What’s hardest to describe is this: I wasn’t thinking. I was doing. There was no introspection. No “should I?” No inner narrator. Just action. My memories from those days are snapshots—blurred, intense, surreal. I remember moments, but not the “why” behind them. I wrote on walls. I stole things and hid them in my clothing. I spoke about quantum mechanics to every question the ER doctor asked. And in my mind, all of it made perfect sense.
My friends eventually tricked me into the emergency room. They told me, “Just talk to someone.” I agreed because I was so sure they’d see I was sane. My conviction was absolute. That’s the thing about psychosis: certainty becomes its own kind of prison.
The memory of what happened next is clear, even though I was out of my mind. The doctor listened to me ramble, and I thought I was impressing him. I thought I was proving my stability. When he stepped out of the room, I told my friends, “See? He believes me.” And then the security guard walked in. He stood by the door. I tried to leave. They didn’t let me. I yelled. I gave them my work credentials as if that would prove I was sane enough to walk out. They held me down. I felt hands on my shoulders, my legs, and a needle in my arm. And then everything went black.
When I woke up, I was strapped to a gurney, halfway to the mental hospital.
The hospital itself wasn’t abusive—not like in movies. Most of the nurses were kind. A couple were snotty and dismissive, which made everything worse, because when you’re psychotic, every tone, every glance gets interpreted through paranoia. But the good ones listened. The good ones recognized that the simple act of treating me like a human could de-escalate me more effectively than any sedative.
I remember one moment vividly. I was convinced another patient wanted to kill me. I was screaming that either he went or I went. One nurse snapped at me. Another led me to my room, sat next to me, and asked, “What do you need right now to feel safe?” That was the difference between panic and calm.
It took about a week for the medications to settle me enough to leave. But even then, the delusions lingered. Psychosis doesn’t turn off like a switch; it fades like a fever dream. I could still feel the old beliefs ghosting around the edges of my mind, but they no longer held power over me.
The hardest part comes afterward. The depression. The crash. The unbearable heaviness that follows the mania. For me, the depression is more dangerous than the psychosis. It’s the part where I feel suicidal. Where the guilt hits. Where the awareness returns—awareness of what I said, what I did, who I scared, who held me together while I was gone.

PARTS OF THE EXERCISE
- A) In the account of psychosis, which things does the narrator list having done right after "I remember moments, but not the “why” behind them"?
- B) How would you put this sentence from the account of psychosis into Spanish: "Psychosis doesn’t turn off like a switch; it fades like a fever dream."
- C) Can you pick up the account of psychosis after its last sentence and carry it on?

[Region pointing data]
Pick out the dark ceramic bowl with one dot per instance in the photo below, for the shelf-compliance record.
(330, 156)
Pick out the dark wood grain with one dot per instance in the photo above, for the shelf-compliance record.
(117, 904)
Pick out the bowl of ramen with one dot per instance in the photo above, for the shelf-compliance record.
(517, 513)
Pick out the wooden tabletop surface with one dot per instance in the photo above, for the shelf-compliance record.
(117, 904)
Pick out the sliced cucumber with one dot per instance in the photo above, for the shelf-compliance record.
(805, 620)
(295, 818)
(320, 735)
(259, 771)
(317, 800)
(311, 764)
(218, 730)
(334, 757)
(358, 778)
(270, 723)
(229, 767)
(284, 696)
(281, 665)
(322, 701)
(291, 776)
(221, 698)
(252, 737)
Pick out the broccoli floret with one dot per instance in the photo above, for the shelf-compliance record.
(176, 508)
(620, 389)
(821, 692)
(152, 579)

* * *

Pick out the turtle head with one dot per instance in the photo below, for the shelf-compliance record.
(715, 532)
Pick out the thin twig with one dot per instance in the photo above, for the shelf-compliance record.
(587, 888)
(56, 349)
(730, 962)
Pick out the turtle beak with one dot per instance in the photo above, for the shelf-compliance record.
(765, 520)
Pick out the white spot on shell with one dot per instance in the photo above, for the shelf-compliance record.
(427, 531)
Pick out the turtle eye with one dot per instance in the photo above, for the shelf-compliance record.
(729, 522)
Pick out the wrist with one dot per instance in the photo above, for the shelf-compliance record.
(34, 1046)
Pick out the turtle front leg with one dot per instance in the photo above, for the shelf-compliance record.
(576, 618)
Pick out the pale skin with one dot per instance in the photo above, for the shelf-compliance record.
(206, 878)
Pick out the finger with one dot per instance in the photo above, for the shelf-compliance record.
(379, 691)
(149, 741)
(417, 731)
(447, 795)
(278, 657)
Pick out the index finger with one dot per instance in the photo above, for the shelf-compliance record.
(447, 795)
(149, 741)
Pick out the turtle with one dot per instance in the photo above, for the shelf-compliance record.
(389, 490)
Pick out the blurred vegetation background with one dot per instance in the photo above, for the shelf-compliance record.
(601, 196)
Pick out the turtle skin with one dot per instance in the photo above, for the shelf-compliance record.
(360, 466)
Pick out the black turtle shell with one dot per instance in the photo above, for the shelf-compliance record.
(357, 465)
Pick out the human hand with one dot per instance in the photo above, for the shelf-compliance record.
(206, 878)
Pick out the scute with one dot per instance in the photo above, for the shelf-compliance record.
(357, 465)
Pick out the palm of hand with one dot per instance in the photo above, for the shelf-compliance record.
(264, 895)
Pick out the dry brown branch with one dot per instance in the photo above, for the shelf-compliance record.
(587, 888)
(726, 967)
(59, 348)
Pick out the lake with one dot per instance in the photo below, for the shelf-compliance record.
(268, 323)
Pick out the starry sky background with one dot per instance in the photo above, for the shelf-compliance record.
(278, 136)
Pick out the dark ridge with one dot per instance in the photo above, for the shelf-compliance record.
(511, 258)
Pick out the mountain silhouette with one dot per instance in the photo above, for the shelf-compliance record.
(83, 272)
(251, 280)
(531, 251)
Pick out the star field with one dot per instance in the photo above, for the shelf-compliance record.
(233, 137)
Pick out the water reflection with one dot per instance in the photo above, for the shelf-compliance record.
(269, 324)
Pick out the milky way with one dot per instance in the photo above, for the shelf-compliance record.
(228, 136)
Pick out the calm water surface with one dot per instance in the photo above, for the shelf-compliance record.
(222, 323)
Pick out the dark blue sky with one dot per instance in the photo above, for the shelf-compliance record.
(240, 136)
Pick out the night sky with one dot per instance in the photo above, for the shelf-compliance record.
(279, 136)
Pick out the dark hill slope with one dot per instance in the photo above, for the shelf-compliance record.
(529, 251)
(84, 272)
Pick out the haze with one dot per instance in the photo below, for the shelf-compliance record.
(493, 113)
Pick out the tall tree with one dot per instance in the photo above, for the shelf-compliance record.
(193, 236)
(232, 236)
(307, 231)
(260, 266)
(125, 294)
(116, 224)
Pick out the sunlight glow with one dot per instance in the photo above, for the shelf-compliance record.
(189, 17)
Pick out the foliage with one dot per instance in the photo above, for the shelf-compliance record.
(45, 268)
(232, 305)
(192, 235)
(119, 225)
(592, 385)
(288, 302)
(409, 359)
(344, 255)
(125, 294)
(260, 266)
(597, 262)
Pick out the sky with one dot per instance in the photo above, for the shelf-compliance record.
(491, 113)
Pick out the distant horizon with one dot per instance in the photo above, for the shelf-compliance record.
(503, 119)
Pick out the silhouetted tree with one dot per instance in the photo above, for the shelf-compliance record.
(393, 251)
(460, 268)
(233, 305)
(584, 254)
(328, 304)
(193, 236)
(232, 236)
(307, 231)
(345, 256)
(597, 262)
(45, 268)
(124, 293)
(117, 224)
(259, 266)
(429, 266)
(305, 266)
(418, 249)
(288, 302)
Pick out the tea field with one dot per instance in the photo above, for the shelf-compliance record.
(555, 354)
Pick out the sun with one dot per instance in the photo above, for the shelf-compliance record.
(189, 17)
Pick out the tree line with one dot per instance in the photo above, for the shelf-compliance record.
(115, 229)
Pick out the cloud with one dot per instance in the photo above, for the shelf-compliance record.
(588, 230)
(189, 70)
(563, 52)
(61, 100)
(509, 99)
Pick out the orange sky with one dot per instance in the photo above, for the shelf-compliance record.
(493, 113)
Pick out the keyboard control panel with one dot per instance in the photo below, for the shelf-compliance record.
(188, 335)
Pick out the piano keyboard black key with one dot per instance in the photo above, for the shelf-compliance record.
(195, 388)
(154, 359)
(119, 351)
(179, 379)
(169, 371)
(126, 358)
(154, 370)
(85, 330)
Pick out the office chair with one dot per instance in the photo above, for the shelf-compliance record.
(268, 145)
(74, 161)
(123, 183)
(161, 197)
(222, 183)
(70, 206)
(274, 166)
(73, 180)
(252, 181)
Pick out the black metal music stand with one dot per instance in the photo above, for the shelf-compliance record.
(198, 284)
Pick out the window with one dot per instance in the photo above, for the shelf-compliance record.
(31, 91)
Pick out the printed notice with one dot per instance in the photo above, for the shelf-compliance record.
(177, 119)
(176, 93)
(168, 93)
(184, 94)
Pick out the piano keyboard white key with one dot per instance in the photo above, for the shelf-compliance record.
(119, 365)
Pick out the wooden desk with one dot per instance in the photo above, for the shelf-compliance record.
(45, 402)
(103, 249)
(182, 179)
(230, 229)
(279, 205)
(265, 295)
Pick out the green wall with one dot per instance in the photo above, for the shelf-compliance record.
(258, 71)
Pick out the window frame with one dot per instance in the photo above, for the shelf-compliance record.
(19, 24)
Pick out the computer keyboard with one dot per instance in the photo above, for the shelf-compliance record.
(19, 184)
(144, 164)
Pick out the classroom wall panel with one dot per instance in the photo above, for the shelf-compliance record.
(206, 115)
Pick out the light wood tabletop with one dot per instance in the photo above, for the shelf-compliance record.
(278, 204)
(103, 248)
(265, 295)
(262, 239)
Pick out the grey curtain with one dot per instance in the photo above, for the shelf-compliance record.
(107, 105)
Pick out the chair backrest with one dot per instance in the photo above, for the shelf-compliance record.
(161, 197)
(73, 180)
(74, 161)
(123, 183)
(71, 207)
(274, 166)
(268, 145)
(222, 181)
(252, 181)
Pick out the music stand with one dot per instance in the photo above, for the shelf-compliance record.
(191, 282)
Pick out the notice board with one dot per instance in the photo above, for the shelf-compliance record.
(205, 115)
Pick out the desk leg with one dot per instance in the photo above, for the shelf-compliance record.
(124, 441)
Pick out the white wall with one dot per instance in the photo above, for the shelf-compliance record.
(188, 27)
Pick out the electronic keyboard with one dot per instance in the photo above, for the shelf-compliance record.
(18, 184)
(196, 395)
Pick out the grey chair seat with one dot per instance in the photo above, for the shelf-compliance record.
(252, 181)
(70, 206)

ANSWER SECTION
- A)
- Wrote on walls
- Stole things and hid them in their clothing
- Spoke about quantum mechanics in answer to every question the ER doctor asked

- B) La psicosis no se apaga como un interruptor; se desvanece como un sueño febril.

- C)
My loved ones don’t realize how much their guilt weighs on me. They say things like “I wish I’d noticed sooner,” or “I should’ve known,” or “I’m sorry, maybe I upset you.” But psychosis doesn’t need a reason, and it doesn’t need a villain. My mind villainized my husband once, convinced myself he was trying to hurt me, and I slapped him—more than once. He forgave me. He said he knew it wasn’t really me. But I still replay it.
I’ve apologized for things I barely remember doing. Once I left a voicemail for my best friend, apologizing in advance if she didn’t want to be friends with me anymore. She said she cried when she heard it because all she wanted was for me to get better.
Here’s something people don’t understand unless they’ve lived it:
Once you’ve lost your mind, you can never fully trust it again.
That uncertainty becomes part of you. You learn to build anchors outside yourself—family, friends, meds, routines. You cling to those anchors even on days when your brain insists you don’t need them.
I’ve been hospitalized three times. Twice after childbirth—postpartum psychosis misdiagnosed as severe depression. And once after Adderall triggered a manic psychosis because I had undiagnosed bipolar disorder. Now I’m medicated correctly. Now I know the early signs. Now my loved ones know what to watch for. But I still worry about a fourth time.
If I were alone in the world, I don’t know how I’d survive this illness.
But I’m not alone. And that’s what saved me.
Not the hospital.
Not the meds.
The people who refused to give up on me—even when I wasn’t really “me.”